* Problem *
Will you extract the entries word for word? Images should not appear in the copy.

* Recorded data *
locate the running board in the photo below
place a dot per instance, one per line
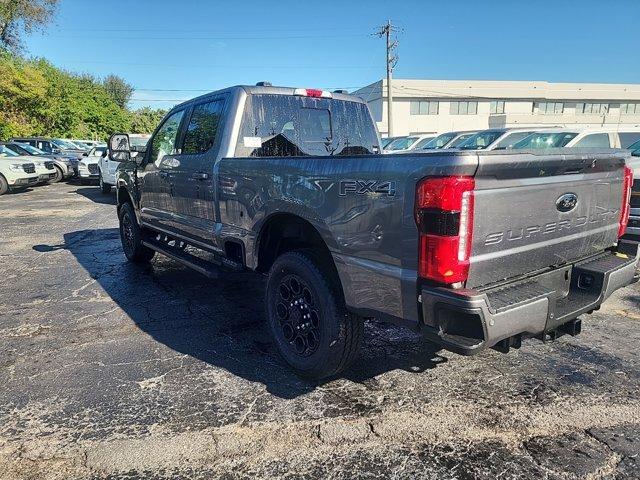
(200, 265)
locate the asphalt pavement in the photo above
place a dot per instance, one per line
(109, 370)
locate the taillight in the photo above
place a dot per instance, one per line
(627, 184)
(312, 92)
(444, 216)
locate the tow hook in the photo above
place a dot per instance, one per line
(573, 328)
(503, 346)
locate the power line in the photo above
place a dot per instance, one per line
(392, 59)
(255, 37)
(177, 65)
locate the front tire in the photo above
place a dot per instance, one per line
(104, 187)
(309, 323)
(4, 186)
(131, 236)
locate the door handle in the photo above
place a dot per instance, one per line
(200, 175)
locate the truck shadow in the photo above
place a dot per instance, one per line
(222, 322)
(94, 194)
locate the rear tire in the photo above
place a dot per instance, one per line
(4, 186)
(104, 187)
(309, 323)
(131, 236)
(59, 175)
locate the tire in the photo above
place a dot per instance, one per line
(59, 175)
(131, 236)
(310, 326)
(4, 186)
(104, 187)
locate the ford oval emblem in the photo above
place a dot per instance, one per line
(567, 202)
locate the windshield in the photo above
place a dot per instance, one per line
(634, 146)
(6, 152)
(138, 141)
(28, 149)
(81, 146)
(386, 141)
(295, 126)
(422, 143)
(510, 140)
(401, 143)
(545, 140)
(97, 151)
(64, 145)
(440, 141)
(460, 140)
(481, 140)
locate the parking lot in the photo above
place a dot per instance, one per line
(110, 370)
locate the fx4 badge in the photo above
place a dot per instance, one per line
(362, 187)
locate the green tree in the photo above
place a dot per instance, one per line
(19, 17)
(146, 119)
(119, 90)
(37, 98)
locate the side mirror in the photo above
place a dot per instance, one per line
(119, 147)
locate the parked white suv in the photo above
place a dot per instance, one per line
(15, 171)
(89, 166)
(612, 137)
(108, 167)
(496, 138)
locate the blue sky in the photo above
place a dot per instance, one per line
(174, 50)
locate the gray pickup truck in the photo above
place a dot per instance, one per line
(471, 249)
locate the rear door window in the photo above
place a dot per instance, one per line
(202, 131)
(600, 140)
(293, 126)
(164, 141)
(628, 138)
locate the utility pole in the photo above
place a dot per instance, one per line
(392, 59)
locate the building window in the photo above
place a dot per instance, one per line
(464, 108)
(496, 106)
(424, 107)
(549, 108)
(630, 108)
(592, 108)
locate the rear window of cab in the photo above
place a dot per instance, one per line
(296, 126)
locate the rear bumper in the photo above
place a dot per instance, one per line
(469, 321)
(24, 182)
(45, 177)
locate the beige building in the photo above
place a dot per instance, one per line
(436, 106)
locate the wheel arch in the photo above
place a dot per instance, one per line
(284, 232)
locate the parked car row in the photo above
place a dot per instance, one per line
(57, 159)
(520, 138)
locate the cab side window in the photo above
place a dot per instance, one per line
(203, 127)
(600, 140)
(164, 141)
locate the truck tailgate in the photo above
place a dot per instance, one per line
(535, 211)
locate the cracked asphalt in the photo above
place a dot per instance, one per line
(114, 371)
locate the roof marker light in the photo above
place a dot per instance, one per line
(312, 92)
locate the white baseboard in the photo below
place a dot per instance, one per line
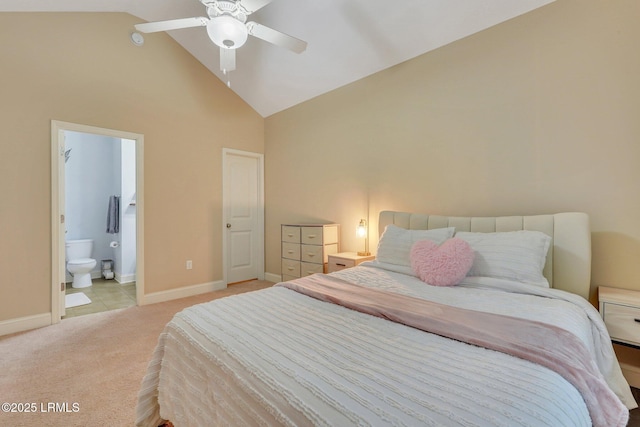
(275, 278)
(631, 374)
(186, 291)
(26, 323)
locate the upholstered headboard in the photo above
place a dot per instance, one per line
(568, 265)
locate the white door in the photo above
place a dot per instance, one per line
(243, 217)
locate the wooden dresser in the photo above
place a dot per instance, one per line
(306, 248)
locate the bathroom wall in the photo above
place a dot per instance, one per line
(93, 172)
(125, 268)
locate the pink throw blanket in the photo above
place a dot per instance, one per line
(544, 344)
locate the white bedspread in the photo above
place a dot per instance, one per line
(275, 357)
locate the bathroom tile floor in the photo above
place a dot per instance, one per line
(104, 295)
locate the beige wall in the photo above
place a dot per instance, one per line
(537, 115)
(82, 68)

* Right answer *
locate the running board in the photo below
place a dot per instance, one per line
(200, 265)
locate the asphalt pavement in the photo above
place a dot per instance, one per line
(109, 370)
locate the taillight in the photo above
place a dot per instance, one per line
(627, 184)
(312, 92)
(444, 216)
locate the tow hook in the photo above
place a dot per instance, one per line
(573, 328)
(503, 346)
locate the power line in the photo above
place a dot per instance, one per line
(392, 59)
(255, 37)
(177, 65)
locate the front tire in the photo above
place a dot per instance, one per line
(104, 187)
(309, 323)
(4, 186)
(131, 236)
locate the door handle in the photo above
place a dot per instance, one per line
(200, 175)
locate the truck shadow in the photo above
place a dot per instance, one per line
(222, 322)
(94, 194)
locate the rear tire in the photo above
place a dot per instance, one per line
(4, 186)
(104, 187)
(309, 323)
(131, 236)
(59, 175)
locate the tire in the photo above
place a dot per instance, one per line
(59, 175)
(131, 236)
(310, 326)
(4, 186)
(104, 187)
locate the ford oval emblem in the photo above
place a dot per instance, one per line
(567, 202)
locate the windshield in the photo above
place a dot per instance, one per line
(634, 146)
(6, 152)
(138, 141)
(28, 149)
(81, 146)
(386, 141)
(295, 126)
(422, 143)
(510, 140)
(401, 143)
(545, 140)
(97, 151)
(64, 145)
(440, 141)
(460, 140)
(481, 140)
locate the parking lot in the photo above
place a dot per instance, one per line
(110, 370)
locate the fx4 badge in the photo above
place a dot per instance, one per line
(362, 187)
locate the green tree in the photo above
place a dot per instance, one per line
(19, 17)
(146, 119)
(119, 90)
(37, 98)
locate the side mirror in the photo above
place a dot per instance, one per line
(119, 147)
locate the parked white suv in the photo above
place a dot per instance, one per line
(15, 171)
(89, 166)
(612, 137)
(108, 167)
(496, 138)
locate the blue sky in the photo above
place a dot per instance, one per line
(174, 50)
locate the gray pickup truck in the photo above
place a dot per instance, one per line
(471, 249)
locate the rear door window in the photo above
place a dot per instance, one per line
(202, 131)
(600, 140)
(293, 126)
(164, 141)
(628, 138)
locate the utility pole in the photo above
place a dot per instance, one per line
(392, 59)
locate the building window in the photo above
place a dot per instance, one per line
(464, 108)
(496, 106)
(424, 107)
(549, 108)
(630, 108)
(592, 108)
locate the rear window of cab in the photo above
place a dot per instance, one per line
(296, 126)
locate the rear bumper in the photo above
place a dot per instance, one per line
(469, 321)
(24, 182)
(45, 177)
locate the beige building in the photo above
place a dot per instance, one per line
(436, 106)
locate the wheel arch in the photo above
place a dot per instance, one per line
(284, 232)
locate the parked car row in the photo above
place a dot per instance, one per line
(57, 159)
(520, 138)
locate the cab side window in the photo above
place a dot per instance, one per line
(203, 127)
(600, 140)
(164, 141)
locate the truck tailgate in the photo above
place a dot per instance, one per line
(535, 211)
locate the cracked asphalt in the photo above
place a dot per instance, one per line
(114, 371)
locate the roof marker light in the photo above
place a dot per instance, one per line
(312, 92)
locate the white baseboard in the photo below
place a dot per instance, one per line
(275, 278)
(631, 374)
(186, 291)
(26, 323)
locate the upholstered headboard in the photo above
place a dot per instance, one per line
(568, 265)
locate the white door in the photo above
place a dot per instance, one per line
(243, 217)
locate the wooden dresser in the photo above
place a dot per instance, one per line
(306, 248)
locate the bathroom wall in the photo above
place a dot per instance, one per line
(93, 172)
(125, 268)
locate the pink throw blanket in the photo above
place a dot per instance, one per line
(544, 344)
locate the white bedspread in the photo above
place a dot per instance, one per line
(275, 357)
locate the bathroom tile floor in the photo above
place a dot per instance, one per line
(104, 295)
locate the beige wall in the photo above
place a dot per instance, one per line
(537, 115)
(82, 68)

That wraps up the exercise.